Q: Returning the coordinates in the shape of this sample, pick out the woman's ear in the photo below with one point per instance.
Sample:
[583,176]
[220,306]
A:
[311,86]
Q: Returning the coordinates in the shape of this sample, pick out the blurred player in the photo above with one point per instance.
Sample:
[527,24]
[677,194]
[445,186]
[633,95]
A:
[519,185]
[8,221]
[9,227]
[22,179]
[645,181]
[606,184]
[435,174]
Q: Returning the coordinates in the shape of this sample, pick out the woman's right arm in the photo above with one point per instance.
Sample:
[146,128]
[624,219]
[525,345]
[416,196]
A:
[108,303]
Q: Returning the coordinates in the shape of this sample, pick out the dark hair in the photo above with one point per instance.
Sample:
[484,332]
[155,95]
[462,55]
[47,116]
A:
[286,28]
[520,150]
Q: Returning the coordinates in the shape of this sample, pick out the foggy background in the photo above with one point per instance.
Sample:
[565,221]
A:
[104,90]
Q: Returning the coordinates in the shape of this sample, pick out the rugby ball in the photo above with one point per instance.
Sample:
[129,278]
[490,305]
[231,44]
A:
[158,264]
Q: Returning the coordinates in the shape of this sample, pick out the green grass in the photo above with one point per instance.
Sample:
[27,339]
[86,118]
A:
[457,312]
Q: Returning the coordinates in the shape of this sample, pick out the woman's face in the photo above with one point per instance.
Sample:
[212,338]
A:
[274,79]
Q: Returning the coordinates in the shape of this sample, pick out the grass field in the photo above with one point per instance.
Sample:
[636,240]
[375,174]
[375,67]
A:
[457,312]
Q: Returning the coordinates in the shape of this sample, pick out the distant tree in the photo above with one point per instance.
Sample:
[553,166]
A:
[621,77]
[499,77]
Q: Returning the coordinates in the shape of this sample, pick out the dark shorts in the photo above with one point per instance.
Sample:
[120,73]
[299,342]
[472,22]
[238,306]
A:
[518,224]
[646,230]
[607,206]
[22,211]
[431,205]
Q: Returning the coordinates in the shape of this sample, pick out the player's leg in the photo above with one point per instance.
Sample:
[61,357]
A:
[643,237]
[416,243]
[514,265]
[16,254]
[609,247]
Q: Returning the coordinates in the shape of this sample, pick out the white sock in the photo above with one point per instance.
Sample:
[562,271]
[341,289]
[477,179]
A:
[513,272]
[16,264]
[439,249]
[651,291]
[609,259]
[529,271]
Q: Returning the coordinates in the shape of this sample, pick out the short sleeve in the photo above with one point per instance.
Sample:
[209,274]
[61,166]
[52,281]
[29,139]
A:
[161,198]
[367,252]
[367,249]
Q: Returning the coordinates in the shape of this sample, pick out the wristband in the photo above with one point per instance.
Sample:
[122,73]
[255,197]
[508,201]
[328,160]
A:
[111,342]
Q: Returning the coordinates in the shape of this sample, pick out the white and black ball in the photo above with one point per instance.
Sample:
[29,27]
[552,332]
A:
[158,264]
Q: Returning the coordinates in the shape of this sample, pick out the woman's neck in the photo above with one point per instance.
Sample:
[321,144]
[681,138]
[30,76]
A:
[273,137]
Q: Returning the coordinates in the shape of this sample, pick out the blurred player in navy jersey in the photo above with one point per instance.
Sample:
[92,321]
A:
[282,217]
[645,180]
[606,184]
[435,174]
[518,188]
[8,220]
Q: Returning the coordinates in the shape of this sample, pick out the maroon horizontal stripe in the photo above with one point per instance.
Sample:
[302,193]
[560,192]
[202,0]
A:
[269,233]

========================================================================

Exercise instructions → The records shown above are to be retyped exactly, with none omitted.

Response to this exercise →
Q: Returning the coordinates in the shape of this sample, pick out the woman's ear in the photo below with one point per instance.
Sample:
[583,176]
[220,306]
A:
[311,86]
Q: Returning the coordinates in the shape of this sample, pick out the blurred player in the photo above with one point per instance.
Sample:
[527,24]
[677,194]
[445,186]
[633,95]
A:
[519,185]
[8,221]
[9,227]
[22,179]
[645,181]
[606,184]
[435,174]
Q: Returning the coordinates in the shape of this sample, pick out the woman's right arm in the photo above with one point per instance.
Sample:
[146,128]
[624,219]
[525,345]
[416,196]
A:
[108,303]
Q: Returning the coordinates in the shape of this sample, pick out the dark hair in the photo above with one point per instance.
Sample:
[484,332]
[155,95]
[462,55]
[47,116]
A:
[286,28]
[520,150]
Q: Returning the coordinates in the shape of this sample, pick out the foggy background in the photo above with one point per instance.
Sample:
[565,221]
A:
[104,90]
Q: Returning the coordinates in the shape of this sample, pick out the rugby ball in the photo above with one point per instance.
Sample:
[129,278]
[490,305]
[231,44]
A:
[158,264]
Q: Returning the coordinates in the shape of this sample, pick out the green grass in the photo above with one point per instance.
Sample:
[27,339]
[86,118]
A:
[457,312]
Q: Returning the coordinates in the shape of this sample, pick out the woman's face in the photo above with one point per instance.
Sample:
[212,338]
A:
[274,79]
Q: Returning the coordinates in the shape of this sample, pick out the grass field in the photo above with one point per instance.
Sample:
[636,240]
[375,174]
[375,67]
A:
[457,312]
Q: Returning the coordinates in the shape of this sample, pick out the distant tree in the photo above with one point per instance.
Sample:
[553,166]
A:
[621,77]
[499,77]
Q: Returning the coordinates in the shape of this sample, pick out the dark shorts in the photo above with one point per instance.
Sample:
[120,73]
[299,342]
[472,22]
[238,306]
A:
[518,224]
[646,230]
[607,206]
[22,211]
[431,205]
Q: Returning the coordinates in the shape of this sample, pick out the player's leg in the photo above with one point per instance.
Sample:
[61,357]
A:
[643,237]
[416,243]
[514,265]
[16,254]
[609,247]
Q: Returning the coordinates in the shape of this sample, pick out the white sock in the photo above with one point per instance.
Sample:
[562,271]
[341,289]
[477,179]
A:
[513,272]
[16,264]
[439,249]
[651,291]
[609,259]
[529,271]
Q: Returning the coordinates in the shape of this sample, pick out the short sleeve in the photo above with one point per instance.
Sample:
[209,274]
[61,166]
[52,281]
[29,139]
A:
[161,198]
[367,252]
[367,249]
Q: Returning the coordinates in the shape of this sample, pick out the wristband in the photo above with one point per instance.
Sample:
[122,73]
[255,197]
[508,201]
[328,160]
A:
[111,342]
Q: Returning the coordinates in the shape of this sample, pick out the white and black ball in the photo above with one point per instance.
Sample:
[29,27]
[552,332]
A:
[158,264]
Q: Returning the coordinates in the shape of this sample, pick out the woman's neck in the photo above with one point per instance.
Sample:
[321,144]
[681,138]
[30,76]
A:
[273,137]
Q: Returning the coordinates in the shape of this sample, pick out the blurred player in navy jersey in the photo above with one point per instance.
Sample:
[92,321]
A:
[282,217]
[645,180]
[606,184]
[435,174]
[518,188]
[8,220]
Q: Returning the coordinates in the shape of this sample, pick out the maroon horizontal stripe in the photo above with one point per instance.
Sample:
[302,193]
[560,192]
[202,0]
A:
[269,233]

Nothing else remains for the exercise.